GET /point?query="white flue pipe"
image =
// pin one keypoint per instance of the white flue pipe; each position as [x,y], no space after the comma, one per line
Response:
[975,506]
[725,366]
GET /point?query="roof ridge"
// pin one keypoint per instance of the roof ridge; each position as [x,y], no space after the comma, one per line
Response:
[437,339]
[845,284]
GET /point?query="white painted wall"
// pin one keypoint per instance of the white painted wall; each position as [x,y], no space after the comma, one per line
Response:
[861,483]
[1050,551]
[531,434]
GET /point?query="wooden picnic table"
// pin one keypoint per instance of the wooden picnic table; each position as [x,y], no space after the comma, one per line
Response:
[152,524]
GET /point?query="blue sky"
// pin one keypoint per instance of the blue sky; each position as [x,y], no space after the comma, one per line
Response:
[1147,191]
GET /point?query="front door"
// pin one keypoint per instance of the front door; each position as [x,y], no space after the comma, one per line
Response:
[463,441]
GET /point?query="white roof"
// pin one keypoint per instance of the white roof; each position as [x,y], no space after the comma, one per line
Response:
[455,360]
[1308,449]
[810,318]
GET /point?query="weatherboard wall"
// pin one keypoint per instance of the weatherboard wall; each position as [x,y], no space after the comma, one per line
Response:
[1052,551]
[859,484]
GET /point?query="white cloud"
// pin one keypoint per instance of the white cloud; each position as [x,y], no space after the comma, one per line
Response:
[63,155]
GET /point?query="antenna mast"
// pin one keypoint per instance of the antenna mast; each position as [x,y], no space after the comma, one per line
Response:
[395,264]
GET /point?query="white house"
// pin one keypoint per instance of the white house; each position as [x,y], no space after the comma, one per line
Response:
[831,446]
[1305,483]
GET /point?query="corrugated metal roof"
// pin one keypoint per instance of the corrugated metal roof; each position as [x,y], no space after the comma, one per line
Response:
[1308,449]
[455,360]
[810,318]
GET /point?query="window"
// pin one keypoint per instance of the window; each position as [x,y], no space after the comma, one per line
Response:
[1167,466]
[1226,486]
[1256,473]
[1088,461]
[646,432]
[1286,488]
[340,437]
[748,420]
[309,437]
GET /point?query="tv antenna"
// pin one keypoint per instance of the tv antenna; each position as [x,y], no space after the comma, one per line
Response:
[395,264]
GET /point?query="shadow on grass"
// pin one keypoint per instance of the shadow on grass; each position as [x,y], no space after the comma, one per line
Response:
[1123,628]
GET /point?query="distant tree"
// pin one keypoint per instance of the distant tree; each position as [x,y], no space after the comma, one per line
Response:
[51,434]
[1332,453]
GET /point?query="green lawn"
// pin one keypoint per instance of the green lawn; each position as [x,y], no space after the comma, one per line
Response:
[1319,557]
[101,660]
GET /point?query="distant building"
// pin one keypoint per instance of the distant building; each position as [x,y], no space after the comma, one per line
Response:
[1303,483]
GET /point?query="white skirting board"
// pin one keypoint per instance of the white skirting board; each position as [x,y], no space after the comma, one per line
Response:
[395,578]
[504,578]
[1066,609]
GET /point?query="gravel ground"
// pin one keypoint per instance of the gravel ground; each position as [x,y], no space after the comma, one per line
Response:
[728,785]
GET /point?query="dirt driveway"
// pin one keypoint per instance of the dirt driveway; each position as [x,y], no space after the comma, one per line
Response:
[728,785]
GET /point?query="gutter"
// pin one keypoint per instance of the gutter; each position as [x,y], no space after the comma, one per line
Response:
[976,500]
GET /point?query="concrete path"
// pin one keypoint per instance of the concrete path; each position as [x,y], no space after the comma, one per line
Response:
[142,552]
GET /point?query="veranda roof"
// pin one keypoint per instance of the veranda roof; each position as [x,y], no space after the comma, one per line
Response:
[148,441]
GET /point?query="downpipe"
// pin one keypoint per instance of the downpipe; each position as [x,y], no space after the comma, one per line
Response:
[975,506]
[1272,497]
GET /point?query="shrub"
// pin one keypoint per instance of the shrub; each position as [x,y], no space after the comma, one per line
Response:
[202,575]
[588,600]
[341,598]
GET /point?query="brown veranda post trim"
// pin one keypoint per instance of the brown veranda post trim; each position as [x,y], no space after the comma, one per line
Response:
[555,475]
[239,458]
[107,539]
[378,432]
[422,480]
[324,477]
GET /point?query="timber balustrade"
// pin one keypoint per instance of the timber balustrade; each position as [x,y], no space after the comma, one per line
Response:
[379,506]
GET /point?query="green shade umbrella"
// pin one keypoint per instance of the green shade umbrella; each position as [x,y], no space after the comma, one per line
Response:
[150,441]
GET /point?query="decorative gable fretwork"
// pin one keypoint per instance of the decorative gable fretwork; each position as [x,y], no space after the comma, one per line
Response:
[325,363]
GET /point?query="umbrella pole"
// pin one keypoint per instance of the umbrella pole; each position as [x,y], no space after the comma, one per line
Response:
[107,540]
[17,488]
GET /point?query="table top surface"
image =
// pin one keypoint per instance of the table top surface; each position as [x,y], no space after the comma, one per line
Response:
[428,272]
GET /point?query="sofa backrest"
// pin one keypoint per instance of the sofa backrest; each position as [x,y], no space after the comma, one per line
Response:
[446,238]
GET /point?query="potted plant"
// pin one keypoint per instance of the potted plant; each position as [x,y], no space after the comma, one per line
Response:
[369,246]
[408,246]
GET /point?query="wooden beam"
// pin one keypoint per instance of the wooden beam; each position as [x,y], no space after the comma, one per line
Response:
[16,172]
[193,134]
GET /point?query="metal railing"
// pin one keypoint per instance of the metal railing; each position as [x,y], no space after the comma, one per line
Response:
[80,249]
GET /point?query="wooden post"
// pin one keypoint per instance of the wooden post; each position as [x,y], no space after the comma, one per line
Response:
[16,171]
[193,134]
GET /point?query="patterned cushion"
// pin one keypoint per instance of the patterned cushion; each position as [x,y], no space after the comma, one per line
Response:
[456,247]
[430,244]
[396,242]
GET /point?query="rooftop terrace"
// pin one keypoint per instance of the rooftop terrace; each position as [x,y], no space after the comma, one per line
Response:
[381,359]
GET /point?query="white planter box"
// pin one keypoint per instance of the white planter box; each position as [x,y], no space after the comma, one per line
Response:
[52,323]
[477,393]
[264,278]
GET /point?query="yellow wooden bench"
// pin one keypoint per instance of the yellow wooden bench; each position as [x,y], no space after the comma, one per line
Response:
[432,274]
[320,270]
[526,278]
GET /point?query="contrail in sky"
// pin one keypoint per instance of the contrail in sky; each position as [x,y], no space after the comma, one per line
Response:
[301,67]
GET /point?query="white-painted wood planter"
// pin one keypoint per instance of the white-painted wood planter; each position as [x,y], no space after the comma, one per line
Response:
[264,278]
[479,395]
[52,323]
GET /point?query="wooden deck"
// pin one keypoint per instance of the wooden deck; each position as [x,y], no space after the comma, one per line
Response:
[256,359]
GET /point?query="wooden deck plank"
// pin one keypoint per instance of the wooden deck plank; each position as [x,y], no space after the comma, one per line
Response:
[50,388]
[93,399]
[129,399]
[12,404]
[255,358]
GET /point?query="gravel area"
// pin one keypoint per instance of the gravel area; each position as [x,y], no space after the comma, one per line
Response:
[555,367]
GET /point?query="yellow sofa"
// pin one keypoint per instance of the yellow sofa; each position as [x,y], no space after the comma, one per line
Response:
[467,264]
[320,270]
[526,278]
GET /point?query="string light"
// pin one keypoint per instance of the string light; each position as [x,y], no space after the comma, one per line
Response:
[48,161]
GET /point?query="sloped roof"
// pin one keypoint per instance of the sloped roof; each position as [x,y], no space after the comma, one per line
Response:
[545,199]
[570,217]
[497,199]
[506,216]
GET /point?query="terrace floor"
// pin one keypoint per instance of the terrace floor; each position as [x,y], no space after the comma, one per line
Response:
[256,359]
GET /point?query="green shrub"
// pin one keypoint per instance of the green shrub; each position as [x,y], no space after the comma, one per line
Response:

• • • •

◆ **Written task**: Using the data above, repeat every line exactly.

◆ **Exercise result**:
GET /point?query="white flue pipe"
image =
// pin one keypoint per instance of the white flue pipe; each position as [x,y], no space after the comma, one per line
Response:
[975,506]
[725,366]
GET /point?query="roof ridge"
// pin one keypoint per instance of the roof ridge; each position as [x,y], no space after the comma, one per line
Response:
[437,339]
[845,284]
GET /point?query="white painted wall"
// pin one keypoint per instance of the white painted wall; each position as [x,y], no space after the comma, one per line
Response:
[861,483]
[1050,551]
[531,434]
GET /point?query="wooden picnic table"
// pin one keypoint per instance of the wooden picnic table; each position as [x,y], no space after the comma, one per line
Response:
[152,524]
GET /point?query="blue sky"
// pin one keypoint per instance of the blue sky; each position as [x,y], no space after the comma, one per line
Response:
[1147,191]
GET /point?query="front door"
// pin one keypoint per instance of the front door; each position as [x,y], no space after the comma, one per line
Response:
[463,441]
GET /point?query="white roof"
// pin one keypoint per instance of the white roof; each position as [x,y], no space after the comma, one per line
Response:
[455,360]
[1308,449]
[810,318]
GET /point?query="weatherboard wall"
// pin one keypoint per instance of the weatherboard wall; each position as [x,y], no space after the comma, one per line
Response:
[1052,551]
[859,484]
GET /point?query="white cloud"
// pin one keypoint per instance of the white cloud; each position as [x,y], no space after the comma, one per line
Response:
[63,155]
GET /point?query="antenna mast"
// pin one keypoint per instance of the antenna mast; each position as [x,y], no space after the comma, one per line
Response:
[395,264]
GET /point?query="white house"
// pin one keypoint per instance of the white house; each position as [x,y], no space after the comma, one per line
Response:
[831,446]
[1305,483]
GET /point?query="corrugated metal roof"
// pin one keypoint per instance of the corrugated metal roof; each position as [x,y], no space after the comma, one per line
Response:
[1308,449]
[455,360]
[810,318]
GET /point?query="window"
// pin one keypoint per instance of the window; each position as [x,y], no space after the comma, one per line
Response:
[1167,466]
[1226,486]
[1256,473]
[1088,461]
[646,432]
[1286,488]
[340,437]
[748,420]
[309,437]
GET /point?query="tv antenna"
// pin one keypoint per instance of the tv antenna; each position as [x,y], no space after the comma, one per line
Response:
[395,264]
GET /point?query="shadow on grass"
// pin one keypoint per instance of the shadow on grass; each position as [x,y], no space after the comma, one per line
Response:
[1123,628]
GET /point?query="distant tree"
// pin one keypoint per instance of the distant tree; each position as [x,y], no space after the comma, one per line
Response:
[51,434]
[1332,453]
GET /point?query="green lawn"
// pin one keypoint per instance of the green lawn; each position as [x,y], no space after the comma, one per line
Response:
[1319,557]
[101,660]
GET /point?query="distant building"
// pin one keypoint per instance of the distant building; each position as [x,y], no space after the comma, one per line
Response:
[1303,483]
GET /point?query="white skirting board"
// pin one keypoint per instance of the white skirting board; each position as [x,y], no space after the comma, one per line
Response:
[395,578]
[504,578]
[1066,609]
GET /point?query="gravel ground"
// pin one keypoint per instance of the gravel ground; each position as [x,y], no space after the comma, one per line
Response:
[728,785]
GET /point?query="dirt driveway"
// pin one keypoint per instance of the dirt driveway; each position as [x,y], no space after the comma, one per line
Response:
[728,785]
GET /point?query="gutter"
// pin one keypoint per instance of the gutter; each position as [x,y], no space after the comma, one per line
Response:
[976,500]
GET /point?query="concrete path"
// pin one keypoint per instance of the concrete path; each position as [x,y], no space after the comma, one per line
Response:
[142,552]
GET /point?query="veranda roof"
// pin one keypoint per instance of the veranda roof; each position as [x,y], no space after the comma, one per line
Response:
[148,441]
GET /point?query="downpipe"
// pin one keypoint per instance of the downpipe; each position as [x,y], no space after the comma, one per line
Response:
[975,506]
[1272,497]
GET /point?query="shrub"
// pin one keypoint per instance of the shrub; each position as [x,y], no space after the comma, one per line
Response:
[202,575]
[588,600]
[341,598]
GET /point?query="brown veranda post trim"
// pin one keypoint per instance of the brown veranda post trim; each position as [x,y], no space after the comma, one per line
Response:
[555,475]
[239,458]
[107,539]
[378,432]
[422,480]
[324,477]
GET /point?query="timber balustrade"
// pin one keypoint per instance of the timber balustrade; each position as [x,y], no space after the comma, one per line
Response:
[379,506]
GET /point?query="green shade umbrella"
// pin one keypoint per instance of the green shade umbrella; each position as [x,y], no space after the comma, one per line
Response:
[150,441]
GET /point?query="decorative gable fretwork"
// pin one keypoint per instance of the decorative gable fretwork; each position as [x,y], no space after the comma, one per line
Response:
[325,363]
GET /point?query="umbrella pole"
// pin one keypoint per instance of the umbrella pole; each position as [x,y], no space after the comma, one per line
Response:
[107,540]
[17,488]
GET /point?query="table top surface"
image =
// pin one keypoint per instance of the table top surface; each position as [x,y], no space after the comma, one per line
Response:
[428,272]
GET /point?query="sofa backrest"
// pin one keypoint per instance of the sofa backrest; each position as [x,y], no space after the comma, one per line
Response:
[446,238]
GET /point?query="potted plant"
// pin one keypoint per instance of the potted plant; each position as [x,y], no space after the comma, one per line
Response:
[369,246]
[408,246]
GET /point?query="wooden beam"
// pin one keypoint per instance of the wooden beam; each position as [x,y], no space after the comma, one per line
Response:
[16,172]
[193,134]
GET /point?query="metal railing"
// pin one keypoint per instance of the metal railing; each position as [x,y], no space after the comma, one per line
Response:
[80,249]
GET /point?query="wooden post"
// pin one keypoint per instance of the wooden post; each position as [x,y], no space after the comma, one per line
Response:
[16,171]
[193,134]
GET /point?query="patterned cushion"
// pin one keypoint per instance of the patterned cushion; each position as [x,y], no space after the comma, one per line
Response:
[456,247]
[430,244]
[396,242]
GET /point?query="rooftop terrace"
// pin one keypoint per instance of the rooftop terrace; each position as [x,y], no space after the comma, one per line
Response:
[381,359]
GET /point?query="white planter box"
// pin one keypoint per instance of the white planter box; each position as [x,y], no space after the comma, one per line
Response:
[52,323]
[477,393]
[264,278]
GET /point?query="yellow wooden bench"
// pin one keypoint per instance of the yellow wooden bench; each position as [x,y], no space after the comma, one per line
Response:
[432,274]
[320,270]
[526,278]
GET /point?query="contrail in sky"
// pin one keypoint per instance of the contrail in sky; each position as [x,y], no space after the comma, one per line
Response:
[301,67]
GET /point?query="white-painted wood planter"
// pin one keypoint per instance of the white-painted wood planter; each position as [x,y], no space after the comma, one per line
Response:
[264,278]
[479,395]
[52,323]
GET /point?query="wooden deck"
// pin one keypoint per instance of the wooden deck; each position as [x,y], no space after the comma, one per line
Response:
[256,359]
GET /point?query="wooden deck plank"
// pin one keypoint per instance of the wooden deck plank; each position as [x,y], no space after the comma, one per line
Response:
[50,388]
[93,399]
[129,399]
[12,404]
[255,358]
GET /point?query="gravel area"
// pin one keypoint per instance of the gravel area; each position as [x,y], no space after the comma, one per line
Response:
[555,367]
GET /point?query="yellow sofa"
// pin one keypoint per instance of the yellow sofa; each position as [x,y], no space after the comma, one per line
Response:
[467,264]
[320,270]
[526,278]
GET /point?query="string light"
// pin one keypoint per instance of the string light; each position as [x,y], no space after the comma, one per line
Response:
[48,161]
GET /point?query="sloped roof"
// pin one keypoint per instance of the sloped roof; each position as [x,y], no space after the comma, one per line
Response:
[545,199]
[570,217]
[497,199]
[506,216]
GET /point?query="terrace floor"
// pin one keypoint per instance of the terrace floor; each position as [x,y], no space after the comma, one per line
Response:
[256,359]
GET /point?query="green shrub"
// pin one keypoint per instance of the green shrub; each position as [x,y], no space after the comma, one per line
Response:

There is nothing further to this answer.